**Task**
Reproduce word for word the portion of the listing below that opens with the line containing "the camouflage uniform" and continues through the final line of the listing, including both of those lines.
◇ ◇ ◇
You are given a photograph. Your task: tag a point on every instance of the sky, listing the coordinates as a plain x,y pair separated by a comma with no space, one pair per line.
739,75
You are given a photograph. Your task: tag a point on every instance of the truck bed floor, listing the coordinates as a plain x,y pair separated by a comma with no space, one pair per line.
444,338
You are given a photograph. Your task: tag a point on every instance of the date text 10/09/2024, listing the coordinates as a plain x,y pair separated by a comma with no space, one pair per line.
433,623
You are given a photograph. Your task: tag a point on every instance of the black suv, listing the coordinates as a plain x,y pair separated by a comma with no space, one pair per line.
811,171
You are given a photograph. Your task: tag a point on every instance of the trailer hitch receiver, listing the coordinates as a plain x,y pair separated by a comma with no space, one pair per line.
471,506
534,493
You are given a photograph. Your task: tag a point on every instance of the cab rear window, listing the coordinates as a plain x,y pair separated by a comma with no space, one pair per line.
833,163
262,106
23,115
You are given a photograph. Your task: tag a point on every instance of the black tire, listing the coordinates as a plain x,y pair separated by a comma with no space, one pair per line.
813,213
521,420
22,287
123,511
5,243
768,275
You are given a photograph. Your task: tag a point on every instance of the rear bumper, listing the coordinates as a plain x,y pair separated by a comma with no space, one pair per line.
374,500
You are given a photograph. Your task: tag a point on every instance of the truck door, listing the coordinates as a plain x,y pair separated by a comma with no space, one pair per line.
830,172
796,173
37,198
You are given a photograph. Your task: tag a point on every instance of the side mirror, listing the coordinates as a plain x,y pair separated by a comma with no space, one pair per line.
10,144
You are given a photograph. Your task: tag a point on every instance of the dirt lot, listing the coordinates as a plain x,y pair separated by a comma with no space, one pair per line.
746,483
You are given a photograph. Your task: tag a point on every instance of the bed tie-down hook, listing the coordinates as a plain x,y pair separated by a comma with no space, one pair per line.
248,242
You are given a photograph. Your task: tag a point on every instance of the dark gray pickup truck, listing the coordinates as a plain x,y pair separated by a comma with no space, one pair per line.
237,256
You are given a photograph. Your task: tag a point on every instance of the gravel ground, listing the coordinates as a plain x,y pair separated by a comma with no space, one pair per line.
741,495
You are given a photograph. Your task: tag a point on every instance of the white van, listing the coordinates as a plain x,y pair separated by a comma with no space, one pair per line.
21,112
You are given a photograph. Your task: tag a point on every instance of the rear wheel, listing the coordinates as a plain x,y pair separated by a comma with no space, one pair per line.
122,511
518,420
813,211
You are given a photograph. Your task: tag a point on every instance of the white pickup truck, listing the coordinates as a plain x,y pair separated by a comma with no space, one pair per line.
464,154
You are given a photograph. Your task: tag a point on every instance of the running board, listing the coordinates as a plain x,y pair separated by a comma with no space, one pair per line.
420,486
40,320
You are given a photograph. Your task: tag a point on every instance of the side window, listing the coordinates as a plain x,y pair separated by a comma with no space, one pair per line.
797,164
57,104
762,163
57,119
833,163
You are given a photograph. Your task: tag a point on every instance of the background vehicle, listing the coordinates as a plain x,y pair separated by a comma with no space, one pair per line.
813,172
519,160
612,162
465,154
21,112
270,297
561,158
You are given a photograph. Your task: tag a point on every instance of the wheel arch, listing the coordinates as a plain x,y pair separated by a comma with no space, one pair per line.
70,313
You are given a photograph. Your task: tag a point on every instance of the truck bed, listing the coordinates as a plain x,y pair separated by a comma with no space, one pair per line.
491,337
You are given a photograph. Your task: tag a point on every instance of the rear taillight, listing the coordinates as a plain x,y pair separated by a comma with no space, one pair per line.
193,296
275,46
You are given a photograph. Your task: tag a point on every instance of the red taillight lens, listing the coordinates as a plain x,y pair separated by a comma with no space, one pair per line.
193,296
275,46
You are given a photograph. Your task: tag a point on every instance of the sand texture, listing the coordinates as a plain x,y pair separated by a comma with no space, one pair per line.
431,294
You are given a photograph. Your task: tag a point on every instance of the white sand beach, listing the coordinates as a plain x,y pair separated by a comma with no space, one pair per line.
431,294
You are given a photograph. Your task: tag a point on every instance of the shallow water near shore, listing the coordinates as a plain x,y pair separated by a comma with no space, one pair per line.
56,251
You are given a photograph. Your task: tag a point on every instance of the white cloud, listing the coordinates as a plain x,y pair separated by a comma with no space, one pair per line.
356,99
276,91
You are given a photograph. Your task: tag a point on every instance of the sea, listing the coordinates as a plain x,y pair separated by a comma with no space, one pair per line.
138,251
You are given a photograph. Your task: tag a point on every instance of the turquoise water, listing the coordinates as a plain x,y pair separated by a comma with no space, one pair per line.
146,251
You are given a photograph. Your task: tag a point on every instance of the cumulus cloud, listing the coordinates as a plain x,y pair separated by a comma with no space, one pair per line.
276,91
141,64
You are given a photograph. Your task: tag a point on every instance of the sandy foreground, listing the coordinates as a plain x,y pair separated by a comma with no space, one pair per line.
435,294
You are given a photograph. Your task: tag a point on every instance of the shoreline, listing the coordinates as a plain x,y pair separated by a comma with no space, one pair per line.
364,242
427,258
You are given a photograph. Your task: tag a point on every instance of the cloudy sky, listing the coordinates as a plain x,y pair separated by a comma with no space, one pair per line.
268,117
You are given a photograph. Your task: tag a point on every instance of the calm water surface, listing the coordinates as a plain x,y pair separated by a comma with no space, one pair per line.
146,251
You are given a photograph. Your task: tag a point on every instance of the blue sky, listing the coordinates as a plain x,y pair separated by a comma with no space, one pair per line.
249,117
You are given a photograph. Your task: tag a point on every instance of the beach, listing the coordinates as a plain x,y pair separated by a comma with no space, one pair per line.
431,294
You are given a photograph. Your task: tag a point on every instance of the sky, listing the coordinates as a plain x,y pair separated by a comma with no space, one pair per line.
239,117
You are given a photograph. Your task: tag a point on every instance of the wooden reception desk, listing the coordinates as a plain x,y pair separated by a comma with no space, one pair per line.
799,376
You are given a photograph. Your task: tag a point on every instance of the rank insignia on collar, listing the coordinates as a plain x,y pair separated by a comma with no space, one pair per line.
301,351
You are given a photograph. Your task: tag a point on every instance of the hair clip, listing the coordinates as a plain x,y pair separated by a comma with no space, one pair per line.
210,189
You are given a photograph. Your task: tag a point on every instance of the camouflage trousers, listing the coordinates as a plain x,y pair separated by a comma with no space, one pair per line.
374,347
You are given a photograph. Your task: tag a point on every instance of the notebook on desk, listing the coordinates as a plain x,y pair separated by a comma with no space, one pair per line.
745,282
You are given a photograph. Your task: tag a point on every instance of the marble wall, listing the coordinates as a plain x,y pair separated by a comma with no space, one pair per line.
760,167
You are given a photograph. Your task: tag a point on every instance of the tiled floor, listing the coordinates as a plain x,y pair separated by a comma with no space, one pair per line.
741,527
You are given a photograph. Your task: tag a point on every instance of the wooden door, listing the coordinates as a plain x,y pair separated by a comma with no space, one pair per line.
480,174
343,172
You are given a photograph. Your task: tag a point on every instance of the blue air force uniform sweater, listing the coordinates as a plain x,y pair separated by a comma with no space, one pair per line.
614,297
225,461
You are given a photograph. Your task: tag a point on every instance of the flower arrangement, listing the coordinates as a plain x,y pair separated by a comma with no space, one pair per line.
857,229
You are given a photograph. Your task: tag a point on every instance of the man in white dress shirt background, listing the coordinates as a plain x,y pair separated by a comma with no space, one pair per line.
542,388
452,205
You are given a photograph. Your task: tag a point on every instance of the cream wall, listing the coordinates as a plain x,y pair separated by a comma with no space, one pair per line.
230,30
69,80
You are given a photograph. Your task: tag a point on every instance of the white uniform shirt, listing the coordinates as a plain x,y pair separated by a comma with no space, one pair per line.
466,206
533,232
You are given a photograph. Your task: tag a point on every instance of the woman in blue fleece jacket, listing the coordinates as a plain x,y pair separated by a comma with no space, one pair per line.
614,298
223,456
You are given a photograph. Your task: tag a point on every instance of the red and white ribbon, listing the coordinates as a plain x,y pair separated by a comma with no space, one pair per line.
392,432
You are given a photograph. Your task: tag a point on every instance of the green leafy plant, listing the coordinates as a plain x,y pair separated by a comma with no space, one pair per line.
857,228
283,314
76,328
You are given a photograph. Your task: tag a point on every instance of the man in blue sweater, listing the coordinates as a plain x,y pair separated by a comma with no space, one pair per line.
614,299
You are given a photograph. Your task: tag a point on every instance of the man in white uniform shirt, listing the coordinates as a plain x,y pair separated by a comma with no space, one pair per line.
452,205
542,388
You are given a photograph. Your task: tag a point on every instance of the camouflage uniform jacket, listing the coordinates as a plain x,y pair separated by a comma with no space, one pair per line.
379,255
◇ ◇ ◇
**Result**
You are given a photograph. Your task: tag a point on every instance of the camouflage uniform jacket, listing the coordinates as a plain x,y pair separated by a comma with no space, one pair per line.
379,255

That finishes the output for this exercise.